» Study material
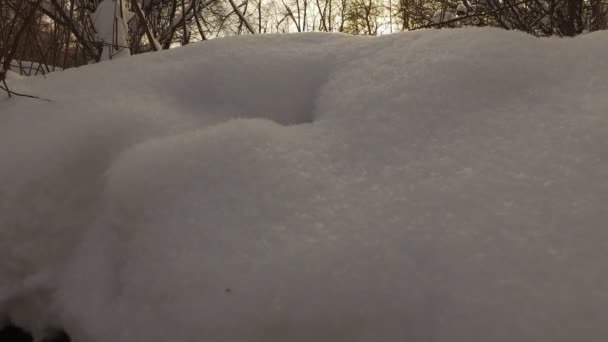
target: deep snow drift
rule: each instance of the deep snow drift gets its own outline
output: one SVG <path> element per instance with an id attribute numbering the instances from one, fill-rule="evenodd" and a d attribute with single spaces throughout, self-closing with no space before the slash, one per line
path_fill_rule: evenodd
<path id="1" fill-rule="evenodd" d="M 14 79 L 0 314 L 82 342 L 608 338 L 608 34 L 219 39 Z"/>

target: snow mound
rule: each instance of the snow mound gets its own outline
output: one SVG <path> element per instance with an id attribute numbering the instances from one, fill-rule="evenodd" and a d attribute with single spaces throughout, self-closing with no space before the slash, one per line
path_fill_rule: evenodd
<path id="1" fill-rule="evenodd" d="M 75 341 L 608 338 L 608 35 L 218 39 L 11 80 L 0 314 Z"/>

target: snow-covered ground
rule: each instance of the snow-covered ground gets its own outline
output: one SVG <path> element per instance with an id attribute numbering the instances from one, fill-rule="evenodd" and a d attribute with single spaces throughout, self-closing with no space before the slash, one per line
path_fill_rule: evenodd
<path id="1" fill-rule="evenodd" d="M 218 39 L 0 100 L 0 315 L 76 342 L 604 342 L 608 34 Z"/>
<path id="2" fill-rule="evenodd" d="M 10 71 L 22 76 L 43 76 L 50 72 L 61 70 L 59 67 L 31 61 L 13 61 L 10 65 Z"/>

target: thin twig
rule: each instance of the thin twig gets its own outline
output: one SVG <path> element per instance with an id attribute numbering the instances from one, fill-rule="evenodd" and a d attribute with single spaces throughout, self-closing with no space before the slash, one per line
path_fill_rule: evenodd
<path id="1" fill-rule="evenodd" d="M 12 91 L 12 90 L 8 89 L 8 85 L 6 84 L 5 80 L 2 80 L 2 83 L 4 84 L 4 87 L 0 86 L 0 89 L 6 91 L 8 93 L 8 97 L 12 97 L 11 95 L 15 95 L 15 96 L 27 97 L 27 98 L 30 98 L 30 99 L 36 99 L 36 100 L 41 100 L 41 101 L 46 101 L 46 102 L 53 102 L 53 100 L 47 99 L 45 97 L 40 97 L 40 96 L 35 96 L 35 95 L 28 95 L 28 94 L 22 94 L 22 93 L 18 93 L 16 91 Z"/>
<path id="2" fill-rule="evenodd" d="M 3 90 L 6 90 L 6 93 L 8 94 L 8 97 L 11 98 L 12 97 L 11 96 L 11 91 L 8 89 L 8 84 L 6 84 L 6 80 L 5 80 L 5 76 L 4 75 L 6 75 L 6 73 L 2 72 L 2 75 L 0 75 L 0 79 L 2 80 L 2 84 L 4 84 L 4 87 L 6 87 L 6 88 L 3 88 L 2 86 L 0 86 L 0 88 L 2 88 Z"/>
<path id="3" fill-rule="evenodd" d="M 519 6 L 521 4 L 525 4 L 525 3 L 528 3 L 528 2 L 531 2 L 531 1 L 532 0 L 523 0 L 523 1 L 519 1 L 517 3 L 514 3 L 511 6 Z M 461 17 L 456 17 L 454 19 L 442 21 L 442 22 L 439 22 L 439 23 L 432 23 L 432 24 L 422 25 L 422 26 L 414 28 L 413 30 L 419 30 L 419 29 L 424 29 L 424 28 L 431 28 L 431 27 L 449 25 L 449 24 L 452 24 L 452 23 L 455 23 L 455 22 L 458 22 L 458 21 L 461 21 L 461 20 L 464 20 L 464 19 L 468 19 L 468 18 L 481 18 L 481 17 L 487 16 L 487 15 L 491 15 L 491 14 L 495 14 L 495 13 L 501 12 L 501 11 L 507 9 L 507 8 L 508 8 L 508 6 L 502 6 L 502 7 L 496 8 L 494 10 L 490 10 L 490 11 L 483 11 L 483 12 L 475 13 L 475 14 L 467 14 L 467 15 L 463 15 Z"/>

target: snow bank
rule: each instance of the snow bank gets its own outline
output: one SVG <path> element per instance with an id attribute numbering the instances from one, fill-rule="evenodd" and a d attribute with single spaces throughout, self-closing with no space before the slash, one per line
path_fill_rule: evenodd
<path id="1" fill-rule="evenodd" d="M 92 342 L 604 341 L 607 50 L 239 37 L 14 80 L 54 102 L 0 102 L 0 309 Z"/>
<path id="2" fill-rule="evenodd" d="M 61 70 L 63 69 L 54 65 L 45 65 L 32 61 L 13 61 L 10 65 L 10 71 L 21 76 L 44 76 L 48 73 Z"/>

» Try it
From the records above, copy each line that contains the word "twig".

» Task answer
target: thin twig
rule: each instance of the thin twig gets its own outline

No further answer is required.